(Selected text):
<<<<

Local authorities across the country are developing Local SEND Reform Plans ahead of the June deadline. This is a major task, particularly given it comes alongside managing rising levels of SEND need, financial pressure, workforce constraints, and evolving national policy.
For many areas, the challenge is no longer whether there is enough data available. It is how to use that information to make decisions that improve outcomes for children and young people, while remaining practical and deliverable across local systems.
Many local authority leaders are now asking the same question: how do we create a Local SEND Reform Plan that remains useful once reforms move into implementation?
A reform plan may look credible on paper, but the real test comes later. Can it adapt as reforms evolve? Can it support decisions about provision, spending, commissioning, and impact? And can it still help local leaders make informed choices when circumstances change?
These are some of the issues we will explore in a webinar hosted by Mime and 31ten Consulting on Wednesday 20 May at 11am. You can register here.
The ‘SEND reform starts here: crafting a strong Local SEND Reform Plan’ webinar is for:
- Local authority leaders,
- SEND teams,
- Education and health partners, and
- Others involved in developing and delivering Local SEND Reform Plans.
How to plan for reform in a changing environment
Across the sector, local authorities are focused on producing plans that meet current requirements. At the same time, local authorities recognise that SEND reform is likely to continue evolving over the coming years.
Planning approaches need to be flexible enough to respond to changing patterns of need, updated policy expectations, and new intelligence as reforms are implemented.
At Mime, we’ve supported more than 50 local authorities with SEND analysis and forecasting. Our focus is on making complex information clear, usable, and trustworthy so local leaders can act on it with confidence.

>>>>

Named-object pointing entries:
<<<<

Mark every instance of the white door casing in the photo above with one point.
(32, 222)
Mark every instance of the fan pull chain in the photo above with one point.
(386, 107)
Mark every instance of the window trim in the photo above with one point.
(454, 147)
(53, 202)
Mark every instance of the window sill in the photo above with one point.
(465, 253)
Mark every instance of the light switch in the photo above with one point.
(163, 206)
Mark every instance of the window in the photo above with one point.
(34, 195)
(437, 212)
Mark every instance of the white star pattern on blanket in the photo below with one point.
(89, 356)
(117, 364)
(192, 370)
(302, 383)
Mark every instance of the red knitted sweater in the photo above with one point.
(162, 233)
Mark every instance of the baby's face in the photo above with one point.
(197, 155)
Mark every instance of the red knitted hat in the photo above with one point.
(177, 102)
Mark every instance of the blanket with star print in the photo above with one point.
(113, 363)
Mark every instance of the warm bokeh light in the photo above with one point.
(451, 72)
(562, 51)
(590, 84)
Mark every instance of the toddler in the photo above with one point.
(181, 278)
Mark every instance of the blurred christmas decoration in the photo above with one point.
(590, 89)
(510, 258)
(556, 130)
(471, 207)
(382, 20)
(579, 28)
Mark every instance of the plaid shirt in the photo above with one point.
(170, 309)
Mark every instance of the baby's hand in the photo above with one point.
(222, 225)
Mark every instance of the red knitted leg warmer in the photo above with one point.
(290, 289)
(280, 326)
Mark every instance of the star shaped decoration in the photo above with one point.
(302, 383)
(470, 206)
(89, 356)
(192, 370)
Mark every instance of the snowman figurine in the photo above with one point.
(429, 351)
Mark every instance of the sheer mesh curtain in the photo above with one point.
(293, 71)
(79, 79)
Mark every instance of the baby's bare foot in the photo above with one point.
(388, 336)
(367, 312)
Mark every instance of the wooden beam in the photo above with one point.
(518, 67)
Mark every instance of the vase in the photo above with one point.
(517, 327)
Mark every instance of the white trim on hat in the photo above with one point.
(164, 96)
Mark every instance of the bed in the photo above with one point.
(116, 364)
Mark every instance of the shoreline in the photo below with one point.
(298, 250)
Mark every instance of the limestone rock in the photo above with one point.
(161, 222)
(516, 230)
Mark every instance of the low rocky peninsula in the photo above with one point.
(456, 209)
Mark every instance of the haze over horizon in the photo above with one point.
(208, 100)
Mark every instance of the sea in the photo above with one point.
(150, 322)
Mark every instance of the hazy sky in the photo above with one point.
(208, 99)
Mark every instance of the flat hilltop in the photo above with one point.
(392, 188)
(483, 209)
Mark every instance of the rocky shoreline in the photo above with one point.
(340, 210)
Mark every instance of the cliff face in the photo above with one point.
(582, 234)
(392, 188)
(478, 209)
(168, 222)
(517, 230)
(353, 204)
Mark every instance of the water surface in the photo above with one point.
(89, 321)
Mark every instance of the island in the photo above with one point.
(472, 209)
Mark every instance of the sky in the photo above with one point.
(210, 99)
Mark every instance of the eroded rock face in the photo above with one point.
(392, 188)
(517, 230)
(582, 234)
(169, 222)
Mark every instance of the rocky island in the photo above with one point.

>>>>

(Your task):
Repeat the full text above about Local SEND Reform Plans word for word, from start to finish.

(Output):
Local authorities across the country are developing Local SEND Reform Plans ahead of the June deadline. This is a major task, particularly given it comes alongside managing rising levels of SEND need, financial pressure, workforce constraints, and evolving national policy.
For many areas, the challenge is no longer whether there is enough data available. It is how to use that information to make decisions that improve outcomes for children and young people, while remaining practical and deliverable across local systems.
Many local authority leaders are now asking the same question: how do we create a Local SEND Reform Plan that remains useful once reforms move into implementation?
A reform plan may look credible on paper, but the real test comes later. Can it adapt as reforms evolve? Can it support decisions about provision, spending, commissioning, and impact? And can it still help local leaders make informed choices when circumstances change?
These are some of the issues we will explore in a webinar hosted by Mime and 31ten Consulting on Wednesday 20 May at 11am. You can register here.
The ‘SEND reform starts here: crafting a strong Local SEND Reform Plan’ webinar is for:
- Local authority leaders,
- SEND teams,
- Education and health partners, and
- Others involved in developing and delivering Local SEND Reform Plans.
How to plan for reform in a changing environment
Across the sector, local authorities are focused on producing plans that meet current requirements. At the same time, local authorities recognise that SEND reform is likely to continue evolving over the coming years.
Planning approaches need to be flexible enough to respond to changing patterns of need, updated policy expectations, and new intelligence as reforms are implemented.
At Mime, we’ve supported more than 50 local authorities with SEND analysis and forecasting. Our focus is on making complex information clear, usable, and trustworthy so local leaders can act on it with confidence.